(Pointing dataset records)
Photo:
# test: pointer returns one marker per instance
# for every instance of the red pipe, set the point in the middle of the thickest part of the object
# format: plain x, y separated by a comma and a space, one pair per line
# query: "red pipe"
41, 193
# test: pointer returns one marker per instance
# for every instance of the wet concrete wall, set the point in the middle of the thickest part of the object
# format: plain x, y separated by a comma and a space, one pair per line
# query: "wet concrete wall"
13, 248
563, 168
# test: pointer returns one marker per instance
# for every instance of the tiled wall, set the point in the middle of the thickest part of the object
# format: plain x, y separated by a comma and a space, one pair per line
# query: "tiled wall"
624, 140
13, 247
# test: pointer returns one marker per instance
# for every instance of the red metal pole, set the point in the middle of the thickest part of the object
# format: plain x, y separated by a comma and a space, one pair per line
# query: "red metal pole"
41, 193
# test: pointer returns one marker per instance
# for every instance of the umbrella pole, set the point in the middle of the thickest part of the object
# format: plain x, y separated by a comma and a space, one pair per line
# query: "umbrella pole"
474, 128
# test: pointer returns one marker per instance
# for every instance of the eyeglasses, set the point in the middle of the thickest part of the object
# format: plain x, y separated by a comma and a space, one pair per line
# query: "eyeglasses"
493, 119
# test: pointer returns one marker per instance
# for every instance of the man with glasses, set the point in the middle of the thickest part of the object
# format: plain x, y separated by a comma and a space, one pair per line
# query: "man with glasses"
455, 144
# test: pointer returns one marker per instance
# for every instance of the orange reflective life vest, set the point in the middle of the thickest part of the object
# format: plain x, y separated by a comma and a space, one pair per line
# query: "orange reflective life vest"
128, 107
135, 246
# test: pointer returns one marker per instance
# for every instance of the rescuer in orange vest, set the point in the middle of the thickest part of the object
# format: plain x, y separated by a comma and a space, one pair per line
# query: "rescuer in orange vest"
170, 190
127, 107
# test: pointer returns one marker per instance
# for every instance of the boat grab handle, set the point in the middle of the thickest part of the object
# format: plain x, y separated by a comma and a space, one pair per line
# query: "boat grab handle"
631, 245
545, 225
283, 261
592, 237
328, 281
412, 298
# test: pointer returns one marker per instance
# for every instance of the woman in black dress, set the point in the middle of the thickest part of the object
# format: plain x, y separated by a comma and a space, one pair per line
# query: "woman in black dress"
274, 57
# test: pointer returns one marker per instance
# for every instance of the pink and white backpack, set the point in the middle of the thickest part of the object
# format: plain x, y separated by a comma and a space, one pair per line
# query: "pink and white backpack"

REQUIRED WORK: All of the records must be retyped exactly as they are.

REPLY:
Photo:
# test: pointer returns one marker per instance
# for every instance of the red pipe, set the point in the middle of the thickest part of the object
# format: plain x, y separated by a comma and a space, one pair per line
# query: "red pipe"
41, 193
# test: pointer returns one marker per instance
# for every instance of the wet concrete wall, set the point in the middle of the thickest part of the object
# format: plain x, y separated by a comma and a space, one pair per line
# query: "wet concrete wall"
13, 248
563, 168
# test: pointer returns one marker per instance
# for every instance of the tiled wall, set the point in the middle of the thickest part of the object
# format: plain x, y separated by a comma and a space, one pair per line
# query: "tiled wall"
624, 140
13, 247
# test: pointer returns one marker per instance
# for every instance of the red metal pole, set the point in the middle of the thickest part of the object
# format: plain x, y separated by a comma and a space, one pair per line
# query: "red metal pole"
41, 193
# test: pointer returns one marker per instance
# for every instance of the umbrella pole, set the point in the middle of the thickest part of the object
# format: plain x, y separated by a comma and a space, one pair per line
# query: "umbrella pole"
474, 128
# test: pointer returns one marker per instance
# for every instance of the eyeglasses, set the point in the middle of the thickest part of the object
# format: plain x, y separated by a comma and a space, one pair per line
# query: "eyeglasses"
493, 119
# test: pointer returns one marker per instance
# for every instance of the man with glasses, set the point in the middle of the thickest part of the object
# format: plain x, y separated by a comma and a space, one pair per line
# query: "man with glasses"
455, 144
# test: pointer returns one marker per instance
# for every instance of the orange reflective life vest, set the point in the middle of the thickest part of the object
# format: plain x, y separated by a comma and a space, one pair per line
# query: "orange reflective life vest"
128, 107
135, 246
# test: pointer returns one marker per instance
# for every instance of the rescuer in orange vest, set the point in the middle of the thickest part of the object
# format: plain x, y separated by a comma and a space, one pair per line
# query: "rescuer in orange vest"
170, 190
127, 107
# test: pointer returns one marker per instance
# for every instance of the boat grab handle, set the point in the middle of the thickest part of the object
# format: plain x, y separated by a comma and a space, one pair per line
# query: "boat grab handle"
631, 245
545, 225
283, 261
592, 237
328, 281
412, 298
# test: pointer returns one marker per instance
# for every instance of the woman in black dress, set the point in the middle of the thickest part of the object
# format: plain x, y separated by a comma and a space, one pair per line
# query: "woman in black dress"
274, 57
# test: pointer returns one marker per instance
# for every instance of the pink and white backpack, set the point in the middle of the thickest part of the object
# format: plain x, y separated by a comma and a space, one pair per line
# query: "pink and white backpack"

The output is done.